_Short task_: Add 42 to every coordinate in the answers, and write out the lines of the material below from the one holding "spot the stone wall in the photo above" through the end of the material, inclusive, with the requests included.

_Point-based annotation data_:
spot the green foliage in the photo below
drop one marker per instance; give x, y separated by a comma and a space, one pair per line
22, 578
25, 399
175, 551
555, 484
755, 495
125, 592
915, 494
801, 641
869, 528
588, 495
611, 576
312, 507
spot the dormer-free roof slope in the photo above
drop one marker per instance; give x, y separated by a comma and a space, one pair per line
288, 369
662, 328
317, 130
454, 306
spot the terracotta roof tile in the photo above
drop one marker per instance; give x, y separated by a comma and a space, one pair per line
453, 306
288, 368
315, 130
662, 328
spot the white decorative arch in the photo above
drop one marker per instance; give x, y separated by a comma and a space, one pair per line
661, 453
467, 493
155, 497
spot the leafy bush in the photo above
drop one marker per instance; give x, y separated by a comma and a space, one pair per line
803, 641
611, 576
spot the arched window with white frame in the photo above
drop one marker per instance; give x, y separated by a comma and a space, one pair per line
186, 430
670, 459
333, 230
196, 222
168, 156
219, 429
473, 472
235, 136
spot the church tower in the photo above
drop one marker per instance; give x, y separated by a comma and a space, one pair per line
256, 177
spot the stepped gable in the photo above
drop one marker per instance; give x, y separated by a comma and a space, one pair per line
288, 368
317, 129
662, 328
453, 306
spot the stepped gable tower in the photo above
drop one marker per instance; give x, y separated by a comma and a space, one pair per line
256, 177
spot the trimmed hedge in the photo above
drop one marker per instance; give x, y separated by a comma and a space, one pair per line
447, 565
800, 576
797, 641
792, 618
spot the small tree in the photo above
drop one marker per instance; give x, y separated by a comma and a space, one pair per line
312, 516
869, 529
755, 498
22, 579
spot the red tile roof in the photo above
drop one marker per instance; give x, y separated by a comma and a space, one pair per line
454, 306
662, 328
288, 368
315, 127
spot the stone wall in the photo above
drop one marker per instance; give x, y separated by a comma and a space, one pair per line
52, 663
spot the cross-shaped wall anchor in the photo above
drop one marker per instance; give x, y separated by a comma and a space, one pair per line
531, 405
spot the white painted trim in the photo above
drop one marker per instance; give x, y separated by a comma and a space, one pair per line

_In response_:
spot the stone wall in the photo above
drop one marker per instance; give x, y separated by a comma and a space, one pair per line
94, 705
spot the cross-shaped wall anchor in the photo above
drop one marker per instance; give x, y separated by a comma and a space, one pair per line
573, 447
spot the white painted trim in the photo above
drop one marker per instance; give x, y separated by a comma and a space, one pair per line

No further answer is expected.